### Work required
Can you reproduce the data from the line containing "Each instance receives one point. Mark the rooftop" down through the end, substituting "shrub" for "bush" and leaving everything else unchanged?

-- start Exercise input --

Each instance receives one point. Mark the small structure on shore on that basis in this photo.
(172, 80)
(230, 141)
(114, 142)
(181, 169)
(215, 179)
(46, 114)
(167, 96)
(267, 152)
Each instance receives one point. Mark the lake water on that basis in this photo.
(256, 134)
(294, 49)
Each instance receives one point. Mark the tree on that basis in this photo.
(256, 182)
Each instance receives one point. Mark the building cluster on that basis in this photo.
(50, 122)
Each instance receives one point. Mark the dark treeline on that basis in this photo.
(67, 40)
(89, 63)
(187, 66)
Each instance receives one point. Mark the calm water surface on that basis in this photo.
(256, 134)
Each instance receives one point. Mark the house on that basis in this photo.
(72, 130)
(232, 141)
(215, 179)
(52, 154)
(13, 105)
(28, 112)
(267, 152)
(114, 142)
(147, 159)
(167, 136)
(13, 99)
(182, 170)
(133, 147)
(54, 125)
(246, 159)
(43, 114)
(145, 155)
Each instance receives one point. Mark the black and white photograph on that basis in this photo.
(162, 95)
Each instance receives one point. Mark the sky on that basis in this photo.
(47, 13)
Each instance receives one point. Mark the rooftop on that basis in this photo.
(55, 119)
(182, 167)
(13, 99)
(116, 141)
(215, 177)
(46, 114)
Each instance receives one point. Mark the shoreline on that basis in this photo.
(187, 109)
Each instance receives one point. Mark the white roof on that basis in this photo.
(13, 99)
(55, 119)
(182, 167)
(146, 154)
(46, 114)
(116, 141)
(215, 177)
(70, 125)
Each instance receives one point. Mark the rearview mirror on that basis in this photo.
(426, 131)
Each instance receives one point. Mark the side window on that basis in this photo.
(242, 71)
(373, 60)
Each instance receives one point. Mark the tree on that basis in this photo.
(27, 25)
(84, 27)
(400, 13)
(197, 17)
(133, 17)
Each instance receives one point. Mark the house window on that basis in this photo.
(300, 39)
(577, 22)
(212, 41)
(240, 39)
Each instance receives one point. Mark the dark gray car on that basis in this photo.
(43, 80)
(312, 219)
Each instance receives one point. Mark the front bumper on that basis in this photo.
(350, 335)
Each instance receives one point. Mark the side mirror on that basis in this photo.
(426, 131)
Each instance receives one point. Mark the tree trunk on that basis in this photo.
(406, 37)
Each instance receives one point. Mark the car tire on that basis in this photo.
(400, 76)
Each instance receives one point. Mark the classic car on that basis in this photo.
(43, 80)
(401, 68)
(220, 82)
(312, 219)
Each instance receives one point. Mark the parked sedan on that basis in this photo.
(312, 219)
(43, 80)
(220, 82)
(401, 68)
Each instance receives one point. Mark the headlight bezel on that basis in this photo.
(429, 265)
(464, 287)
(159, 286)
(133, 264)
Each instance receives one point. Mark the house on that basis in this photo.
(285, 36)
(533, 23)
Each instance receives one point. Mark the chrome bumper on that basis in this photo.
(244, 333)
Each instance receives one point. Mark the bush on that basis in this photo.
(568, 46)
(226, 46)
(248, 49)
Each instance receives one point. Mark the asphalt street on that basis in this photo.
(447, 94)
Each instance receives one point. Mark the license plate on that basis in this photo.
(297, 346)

-- end Exercise input --

### Task response
Each instance receives one point. Mark the rooftop on that basis in this photo.
(55, 119)
(182, 167)
(13, 99)
(116, 141)
(215, 177)
(46, 114)
Each instance receives one point. Mark the shoreline on that basis in this photo.
(187, 109)
Each instance receives one point. Mark the white roof on that basis in this photo.
(13, 99)
(55, 119)
(182, 167)
(146, 154)
(46, 114)
(116, 141)
(215, 177)
(70, 125)
Each instance receives one point. Mark the rearview mirror on that basis in this photo.
(426, 131)
Each instance receives one point. Mark the side window on that basis in this photo.
(242, 71)
(373, 60)
Each instance receives one point. Mark the tree on that basis in this photo.
(27, 25)
(84, 27)
(400, 13)
(197, 17)
(133, 17)
Each instance receives one point. Mark the house window on that basis in this photo.
(300, 39)
(577, 22)
(212, 41)
(240, 39)
Each instance receives one point. Mark the dark gray car on that basis in this photo.
(43, 80)
(312, 219)
Each instance receives one point. Mark the front bumper on that basis in this photo.
(350, 335)
Each instance receives one point. Mark the side mirror on that basis in this photo.
(426, 131)
Each instance receives one point. Mark the tree trunk on that basis in this photo.
(406, 37)
Each instance receives one point. Mark the car tire on that basis in this photo.
(400, 76)
Each instance receives one point. Mark the classic car on that basis in this photo.
(43, 80)
(401, 68)
(220, 82)
(312, 219)
Each instance receives one point. Mark the parked sedan on that basis in this photo.
(312, 219)
(43, 80)
(220, 82)
(401, 68)
Each instance receives one point. Mark the headlight bezel on that basis in this photo.
(429, 265)
(464, 287)
(159, 286)
(133, 264)
Each instance receives one point. Mark the house on that basis in this photo.
(285, 36)
(533, 23)
Each instance receives one point. Mark the chrome bumper on that basis in this photo.
(244, 333)
Each instance receives one point. Mark the shrub on that basis in this photo.
(568, 46)
(226, 46)
(248, 49)
Each instance receives one point. Mark the asphalt street on that basis in this photo.
(447, 94)
Each instance receives one point. Mark the license plate on that basis in this photo.
(297, 346)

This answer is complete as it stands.